▶ [DESCRIPTION OF THE TASK]:
Copy out all the material below, word for word.

+++

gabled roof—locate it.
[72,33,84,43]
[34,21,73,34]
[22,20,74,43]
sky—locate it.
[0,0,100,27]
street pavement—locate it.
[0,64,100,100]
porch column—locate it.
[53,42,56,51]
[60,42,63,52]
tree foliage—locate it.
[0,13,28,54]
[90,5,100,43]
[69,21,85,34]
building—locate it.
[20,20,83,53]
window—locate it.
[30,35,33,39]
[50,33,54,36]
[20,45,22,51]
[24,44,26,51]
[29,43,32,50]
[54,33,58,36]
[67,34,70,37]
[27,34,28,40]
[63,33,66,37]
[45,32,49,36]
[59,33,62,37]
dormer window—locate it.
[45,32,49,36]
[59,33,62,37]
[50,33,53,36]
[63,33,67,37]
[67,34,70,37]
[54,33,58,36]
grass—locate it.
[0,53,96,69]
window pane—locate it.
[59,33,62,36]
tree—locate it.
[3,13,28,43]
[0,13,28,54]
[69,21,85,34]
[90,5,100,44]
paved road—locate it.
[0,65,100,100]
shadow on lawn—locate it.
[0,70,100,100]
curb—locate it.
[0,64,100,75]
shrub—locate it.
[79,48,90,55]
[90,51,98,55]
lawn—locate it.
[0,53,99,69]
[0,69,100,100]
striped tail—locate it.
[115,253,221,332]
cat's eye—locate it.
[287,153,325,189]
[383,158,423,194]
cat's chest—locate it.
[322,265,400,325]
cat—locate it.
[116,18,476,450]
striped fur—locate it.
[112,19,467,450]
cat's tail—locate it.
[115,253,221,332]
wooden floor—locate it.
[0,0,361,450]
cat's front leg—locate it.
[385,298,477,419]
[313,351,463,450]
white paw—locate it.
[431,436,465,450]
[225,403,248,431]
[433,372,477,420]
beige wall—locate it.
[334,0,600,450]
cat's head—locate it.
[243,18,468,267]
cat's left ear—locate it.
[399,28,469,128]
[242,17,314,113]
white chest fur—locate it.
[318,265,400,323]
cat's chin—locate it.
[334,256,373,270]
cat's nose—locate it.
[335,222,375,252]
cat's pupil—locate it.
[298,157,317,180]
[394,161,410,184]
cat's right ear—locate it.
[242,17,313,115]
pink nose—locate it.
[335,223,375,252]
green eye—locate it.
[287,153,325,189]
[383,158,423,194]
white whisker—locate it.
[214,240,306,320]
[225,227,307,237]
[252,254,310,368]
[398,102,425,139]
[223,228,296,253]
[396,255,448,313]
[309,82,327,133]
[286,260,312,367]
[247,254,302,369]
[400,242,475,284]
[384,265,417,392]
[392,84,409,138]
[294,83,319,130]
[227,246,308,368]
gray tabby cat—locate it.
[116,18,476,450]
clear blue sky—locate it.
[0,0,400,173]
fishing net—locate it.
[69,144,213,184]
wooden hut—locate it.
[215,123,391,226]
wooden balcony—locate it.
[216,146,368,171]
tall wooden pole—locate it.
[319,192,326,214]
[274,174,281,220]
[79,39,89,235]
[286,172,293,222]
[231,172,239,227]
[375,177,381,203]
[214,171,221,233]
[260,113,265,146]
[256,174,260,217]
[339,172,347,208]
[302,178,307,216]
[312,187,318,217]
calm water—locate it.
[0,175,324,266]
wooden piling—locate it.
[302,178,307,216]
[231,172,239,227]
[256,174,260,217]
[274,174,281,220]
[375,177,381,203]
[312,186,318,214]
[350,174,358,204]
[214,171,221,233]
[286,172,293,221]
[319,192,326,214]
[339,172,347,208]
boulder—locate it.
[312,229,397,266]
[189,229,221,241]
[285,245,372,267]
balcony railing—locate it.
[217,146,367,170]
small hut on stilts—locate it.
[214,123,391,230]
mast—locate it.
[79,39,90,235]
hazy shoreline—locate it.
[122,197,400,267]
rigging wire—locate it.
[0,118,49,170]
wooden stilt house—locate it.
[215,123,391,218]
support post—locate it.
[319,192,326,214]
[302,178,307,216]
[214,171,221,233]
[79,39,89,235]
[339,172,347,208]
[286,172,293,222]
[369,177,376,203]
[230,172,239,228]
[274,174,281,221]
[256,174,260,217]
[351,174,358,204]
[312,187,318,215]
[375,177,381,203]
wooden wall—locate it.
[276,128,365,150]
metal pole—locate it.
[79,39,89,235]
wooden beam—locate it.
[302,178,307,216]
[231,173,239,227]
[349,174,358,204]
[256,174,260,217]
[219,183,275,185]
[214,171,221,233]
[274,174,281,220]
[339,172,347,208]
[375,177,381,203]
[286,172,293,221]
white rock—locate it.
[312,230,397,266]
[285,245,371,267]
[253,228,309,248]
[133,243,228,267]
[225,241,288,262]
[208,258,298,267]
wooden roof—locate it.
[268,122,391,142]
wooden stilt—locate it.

+++

▶ [ANSWER TO THE PROBLEM]:
gabled roof—locate it.
[72,33,84,43]
[34,21,73,34]
[22,20,74,43]
sky—locate it.
[0,0,100,27]
street pavement—locate it.
[0,64,100,100]
porch column—locate it.
[53,42,56,51]
[60,42,63,52]
tree foliage—locate it.
[0,13,28,54]
[90,5,100,43]
[69,21,85,34]
building—locate it.
[20,20,83,53]
window—locate it.
[30,35,33,39]
[50,33,54,36]
[20,45,22,51]
[24,44,26,51]
[29,43,32,50]
[54,33,58,36]
[67,34,70,37]
[27,34,28,40]
[63,33,66,37]
[45,32,49,36]
[59,33,62,37]
dormer window—locate it.
[45,32,49,36]
[59,33,62,37]
[50,33,53,36]
[63,33,67,37]
[67,34,70,37]
[54,33,58,36]
grass—locate it.
[0,53,96,69]
window pane—locate it.
[59,33,62,36]
tree—locate it.
[3,13,28,43]
[0,13,28,54]
[69,21,85,34]
[90,5,100,44]
paved road—locate it.
[0,65,100,100]
shadow on lawn—locate it.
[0,70,100,100]
curb—locate it.
[0,64,100,75]
shrub—locate it.
[79,48,90,55]
[90,51,98,55]
lawn—locate it.
[0,53,99,69]
[0,69,100,100]
striped tail—locate it.
[115,253,221,332]
cat's eye—locate it.
[287,153,325,189]
[383,158,423,194]
cat's chest—locate it.
[322,265,400,325]
cat—locate it.
[116,18,476,450]
striped fur—locate it.
[112,19,467,450]
cat's tail—locate it.
[115,253,221,332]
wooden floor—locate it.
[0,0,361,450]
cat's front leg—locate it.
[385,298,477,419]
[313,351,463,450]
white paw—locate it.
[431,436,465,450]
[225,403,248,431]
[433,372,477,420]
beige wall—locate it.
[334,0,600,450]
cat's head—locate it.
[243,18,468,267]
cat's left ear—locate it.
[399,28,469,128]
[242,17,314,113]
white chest fur—locate it.
[318,265,400,323]
cat's chin—locate it.
[334,256,373,270]
cat's nose—locate it.
[335,222,375,252]
cat's pupil—locate it.
[298,157,317,180]
[394,161,410,184]
cat's right ear—locate it.
[242,17,313,115]
pink nose—locate it.
[335,223,375,252]
green eye—locate it.
[287,153,325,189]
[383,158,423,194]
white whisker—locate it.
[214,240,306,320]
[225,227,307,237]
[252,254,310,368]
[398,102,425,139]
[223,228,296,253]
[396,255,448,313]
[309,82,327,133]
[286,260,312,367]
[247,254,302,369]
[400,242,475,284]
[384,265,417,392]
[392,84,409,138]
[294,83,319,130]
[227,246,308,368]
gray tabby cat—locate it.
[116,18,476,450]
clear blue sky—locate it.
[0,0,400,173]
fishing net—locate it.
[69,144,213,184]
wooden hut—locate it.
[215,123,391,226]
wooden balcony—locate it.
[216,146,368,171]
tall wooden pole—locate it.
[319,192,326,214]
[274,174,281,220]
[79,39,89,235]
[286,172,293,222]
[231,172,239,227]
[375,177,381,203]
[214,171,221,233]
[260,113,265,146]
[256,174,260,217]
[339,172,347,208]
[302,178,307,216]
[312,187,318,217]
calm water—locate it.
[0,175,324,266]
wooden piling—locate it.
[302,178,307,216]
[231,172,239,227]
[256,174,260,217]
[274,174,281,220]
[375,177,381,203]
[312,186,318,214]
[350,174,358,204]
[214,171,221,233]
[286,172,293,221]
[319,192,326,214]
[339,172,347,208]
boulder—locate it.
[312,229,397,266]
[189,229,221,241]
[285,245,372,267]
balcony railing—locate it.
[217,146,367,170]
small hut on stilts—locate it.
[214,123,391,230]
mast—locate it.
[79,39,90,235]
hazy shoreline—locate it.
[122,197,400,267]
rigging wire—locate it.
[0,118,49,170]
wooden stilt house—locate it.
[215,123,391,218]
support post—locate it.
[319,192,326,214]
[302,178,307,216]
[214,171,221,233]
[79,39,89,235]
[339,172,347,208]
[286,172,293,222]
[369,177,376,203]
[230,172,239,228]
[274,174,281,221]
[256,174,260,217]
[351,174,358,204]
[312,187,318,215]
[375,177,381,203]
wooden wall—locate it.
[276,128,365,150]
metal pole—locate it.
[79,39,89,235]
wooden beam—locate it.
[302,178,307,216]
[231,173,239,227]
[349,174,358,204]
[256,174,260,217]
[219,183,275,185]
[214,171,221,233]
[274,174,281,220]
[339,172,347,208]
[375,177,381,203]
[286,172,293,221]
white rock—locate it.
[312,230,397,266]
[285,245,371,267]
[253,228,309,248]
[133,243,228,267]
[225,241,288,262]
[208,258,298,267]
wooden roof—locate it.
[268,122,391,142]
wooden stilt—locate it.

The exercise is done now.